## What you have to do
Carry none of the pictures over; set down the material below exactly.

### Records for the task ###

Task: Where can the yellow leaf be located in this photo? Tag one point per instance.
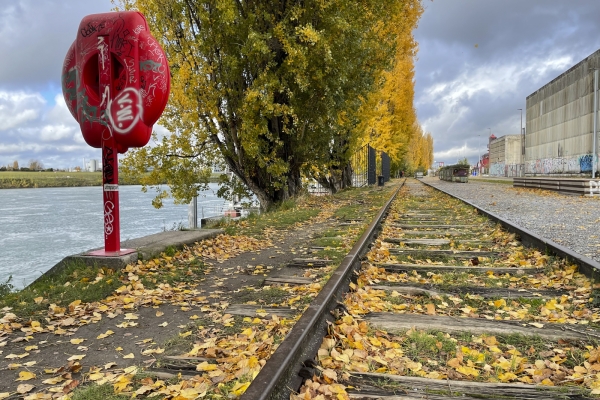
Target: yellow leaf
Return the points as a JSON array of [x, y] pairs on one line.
[[53, 381], [104, 335], [468, 371], [24, 388], [25, 376], [506, 376], [75, 303], [239, 388], [190, 393], [430, 309], [96, 376], [454, 363], [205, 366]]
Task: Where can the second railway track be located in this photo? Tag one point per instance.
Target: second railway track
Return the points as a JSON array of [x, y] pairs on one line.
[[445, 304]]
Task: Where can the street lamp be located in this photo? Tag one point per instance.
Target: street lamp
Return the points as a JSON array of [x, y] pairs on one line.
[[522, 144], [478, 153]]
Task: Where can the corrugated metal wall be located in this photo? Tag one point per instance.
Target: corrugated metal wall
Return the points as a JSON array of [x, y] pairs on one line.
[[559, 121]]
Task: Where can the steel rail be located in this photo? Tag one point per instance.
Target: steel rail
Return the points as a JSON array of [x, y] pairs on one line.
[[587, 266], [279, 376]]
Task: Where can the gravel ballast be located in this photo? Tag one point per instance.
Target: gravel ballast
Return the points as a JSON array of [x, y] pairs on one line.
[[571, 221]]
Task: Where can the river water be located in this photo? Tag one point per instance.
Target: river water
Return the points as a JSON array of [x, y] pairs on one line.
[[39, 227]]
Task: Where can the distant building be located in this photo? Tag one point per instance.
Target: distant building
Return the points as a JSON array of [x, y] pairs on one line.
[[93, 166], [505, 156], [559, 123]]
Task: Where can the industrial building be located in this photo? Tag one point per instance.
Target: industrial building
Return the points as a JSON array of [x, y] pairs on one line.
[[560, 129], [505, 156]]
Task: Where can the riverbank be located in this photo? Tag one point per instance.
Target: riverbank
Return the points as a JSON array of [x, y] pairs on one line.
[[107, 335], [47, 179]]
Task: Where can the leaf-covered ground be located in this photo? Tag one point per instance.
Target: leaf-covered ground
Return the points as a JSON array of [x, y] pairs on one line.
[[354, 345], [161, 327]]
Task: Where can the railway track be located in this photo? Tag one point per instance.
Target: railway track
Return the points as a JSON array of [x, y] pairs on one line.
[[439, 301]]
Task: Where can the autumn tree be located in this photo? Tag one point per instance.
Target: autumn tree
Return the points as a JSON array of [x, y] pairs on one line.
[[387, 115], [419, 155], [265, 85]]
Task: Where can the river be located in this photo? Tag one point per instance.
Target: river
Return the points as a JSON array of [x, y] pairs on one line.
[[39, 227]]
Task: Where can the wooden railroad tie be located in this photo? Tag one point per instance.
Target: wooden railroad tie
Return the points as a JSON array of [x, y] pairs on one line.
[[289, 280], [308, 263], [477, 326], [445, 253], [485, 292], [246, 310], [419, 268], [411, 388]]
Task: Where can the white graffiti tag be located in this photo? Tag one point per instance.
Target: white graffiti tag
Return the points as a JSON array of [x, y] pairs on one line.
[[109, 218], [125, 111], [102, 49]]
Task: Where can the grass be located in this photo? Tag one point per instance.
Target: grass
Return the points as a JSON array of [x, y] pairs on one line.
[[76, 281], [283, 217], [94, 392], [187, 271], [272, 295]]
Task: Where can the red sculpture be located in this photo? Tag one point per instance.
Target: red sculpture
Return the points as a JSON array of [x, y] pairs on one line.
[[116, 83]]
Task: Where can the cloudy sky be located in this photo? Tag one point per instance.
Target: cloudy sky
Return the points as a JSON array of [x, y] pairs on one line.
[[478, 60]]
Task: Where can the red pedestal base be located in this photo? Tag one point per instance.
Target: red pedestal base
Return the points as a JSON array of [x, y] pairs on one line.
[[104, 253]]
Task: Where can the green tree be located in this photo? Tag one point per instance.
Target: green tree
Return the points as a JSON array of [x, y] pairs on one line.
[[264, 85]]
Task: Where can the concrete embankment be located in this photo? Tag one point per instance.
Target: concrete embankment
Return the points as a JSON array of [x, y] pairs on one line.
[[145, 247]]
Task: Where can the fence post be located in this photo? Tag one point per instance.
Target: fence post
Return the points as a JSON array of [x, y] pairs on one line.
[[372, 167], [385, 166], [193, 213]]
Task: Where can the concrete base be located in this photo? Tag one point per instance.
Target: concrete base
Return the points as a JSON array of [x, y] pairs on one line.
[[142, 248]]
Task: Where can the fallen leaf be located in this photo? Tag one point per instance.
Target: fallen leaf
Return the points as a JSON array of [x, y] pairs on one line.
[[24, 388], [25, 376]]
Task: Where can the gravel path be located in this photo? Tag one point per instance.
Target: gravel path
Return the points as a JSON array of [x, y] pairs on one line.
[[572, 221]]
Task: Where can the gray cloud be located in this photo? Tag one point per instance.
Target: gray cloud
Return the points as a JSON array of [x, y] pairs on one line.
[[35, 36], [479, 59]]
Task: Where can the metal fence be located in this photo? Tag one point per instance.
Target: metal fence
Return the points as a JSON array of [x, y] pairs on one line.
[[367, 164], [360, 167]]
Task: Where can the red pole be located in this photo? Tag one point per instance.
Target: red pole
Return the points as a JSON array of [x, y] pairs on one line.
[[110, 161], [110, 189]]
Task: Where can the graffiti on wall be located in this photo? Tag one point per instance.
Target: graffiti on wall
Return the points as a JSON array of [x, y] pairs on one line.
[[560, 165], [585, 163], [497, 169]]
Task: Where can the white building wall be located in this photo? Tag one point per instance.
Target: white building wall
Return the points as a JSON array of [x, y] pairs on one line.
[[559, 123]]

###

## Full solution
Task: Where can the yellow leaf be located in this photo? Tag one point per instance.
Target: yellow leaf
Return the points as a JSON array of [x, y] pairs on one line.
[[53, 381], [104, 335], [468, 371], [24, 388], [25, 376], [506, 376], [75, 303], [239, 388], [190, 393], [430, 309], [96, 376], [454, 363], [205, 366]]
Task: Where can the second railway track be located in this photo? Tag one point per instance.
Target: second railway track
Return the points as a JSON array of [x, y] pairs on one line.
[[445, 304]]
Task: Where can the street lamp be located in this photo? Tag one point per instance.
Target: street lamp
Return the points as a JSON array of [x, y] pairs on one line.
[[522, 144], [478, 153]]
Task: Where can the corrugated metal wall be located in this photo? Tag one point per instance.
Target: corrugated metal wall
Return the points as a JSON array of [x, y] pairs on one line.
[[559, 121]]
Task: Where can the steel rail be located in this photo? Tag one point per instance.
Target: steel rail
Return the points as a JSON array of [x, y] pairs on one line.
[[587, 266], [279, 376]]
Task: Where can the gravel ballast be located in this photo? Tag one point per instance.
Target: gravel ballast
Return the points as a JSON array of [x, y] pairs on one line.
[[571, 221]]
Task: Where can the river water be located in this photo? Tag one point per instance.
Target: river water
Return the points as a JSON array of [x, y] pairs on one line.
[[39, 227]]
Task: Where can the distant building be located in this photo? Tag one point per instance.
Target: distant building
Return the points as a JSON array of [x, y] pairs on one line.
[[93, 166], [505, 156], [559, 123]]
Task: Where can the industrial building be located in this photo? Tag one point per instance.
Target: industrial building
Return the points as a JSON array of [x, y] pairs on one line.
[[560, 129], [505, 156]]
Task: Where can the riverbank be located in this photo? Tag one point per instance.
Target: riverbank
Return the points as a JSON array of [x, y] pairs on one line.
[[107, 335], [47, 179]]
Task: Where can the leaf-covered ground be located in this photo? Tag one point per instance.
Target: leaf-covered ground
Return the points as a JSON array of [x, y] pairs on one line.
[[354, 345], [161, 327]]
Task: Where can the railway track be located in this photo? Tag one point per instance.
Target: railway track
Return the points as a JSON array of [x, y] pairs on one line.
[[439, 301]]
Task: Where can the autumn tree be located in this photo? Tag one point per instance.
Target: autumn tree
Return the points as a JSON array of [x, y] pairs on one line.
[[387, 115], [419, 155], [265, 85]]
Task: Where can the river be located in this photo? Tag one point per instance.
Target: river
Return the points as a JSON array of [x, y] pairs on one line.
[[39, 227]]
Task: Where can the wooden railroad tie be located in this photo? Tag one point per instance.
Target: wooden railroad tie
Return the points as a JSON array of [x, y] pairs on one line.
[[289, 280], [308, 263], [477, 326], [445, 253], [485, 292], [246, 310], [419, 268], [411, 388]]
Task: Where can the white graffiti tag be located in this photo? Tag one point per instance.
Target: white graffiti tag
Return the points as a JSON array of [x, y] pairs on one line.
[[109, 218], [125, 111], [102, 49]]
Task: Where can the grass be located in this photo? Tag one point per instance.
Target: grass
Return the points as a JSON array of [x, y] pairs on one line.
[[76, 281], [283, 217], [94, 392], [187, 271], [272, 295]]
Task: Where can the red sculpture be located in this photo? Tag one point per instance.
Target: red sculpture
Return the points as a JSON array of [x, y] pairs on one line.
[[116, 83]]
Task: Where can the cloudy sky be located in this photo? Tag one point per instance.
Target: cloudy sky
Return the points as a JSON array of [x, y] pairs on one line.
[[478, 60]]
Task: Where can the red pedestal base be located in this photo? Tag one point per instance.
Target: red pedestal base
Return the points as a JSON array of [x, y] pairs on one line.
[[104, 253]]
Task: Where can the green tree be located in this photo? Tag one point per instance.
Target: green tree
Return the points as a JSON array of [x, y] pairs on one line.
[[264, 85]]
Task: Where can the concrete embankment be located in this photo? Tag one point per instance.
Target: concrete embankment
Return the points as a JSON array of [x, y] pairs on one line.
[[145, 247]]
Task: Where can the fence post be located in this photo? Tag one point per instance.
Target: fence post
Return the points as a JSON array of [x, y] pairs on one line.
[[372, 167], [385, 166], [193, 213]]
Task: Where can the concrete base be located in this photo? Tag one point per instance.
Target: concrete base
Return the points as a JSON array of [x, y] pairs on one line.
[[142, 248]]
Task: Where can the fallen leaf be located in this photo? Tag one point per instance.
Target: fallen leaf
Return the points as a JSON array of [x, y] pairs on one line.
[[24, 388], [25, 376]]
Task: Where can the gravel path be located in this photo? Tag one point per instance.
Target: gravel path
Return the points as a JSON array of [x, y] pairs on one line.
[[572, 221]]
Task: Where can the gray cloud be located in this photo? Tag one point per instance.
Target: gray cloud
Return the points as a JSON array of [x, y] pairs on one line.
[[35, 36], [479, 59]]
Task: Where can the metal fence be located in this photo? Tag one point per instance.
Target: metal fence
Return the points as a JSON array of [x, y] pairs on one line.
[[367, 164], [360, 167]]
Task: Where can the red pole be located in this photo? Tag one point per instance.
Target: red pole
Return the points as a JSON array of [x, y] pairs on one line.
[[110, 161], [110, 189]]
Task: Where can the graffiti on wall be located in this photo? Tag one point per instance.
Target: graffiti on wall
Return the points as a JSON array of [x, y] pairs on one line.
[[560, 165], [585, 163], [497, 169]]
Task: Where can the white building wall be located in this photo? Tag one point per instance.
Target: white building wall
Return the points as a JSON array of [x, y] pairs on one line.
[[559, 123]]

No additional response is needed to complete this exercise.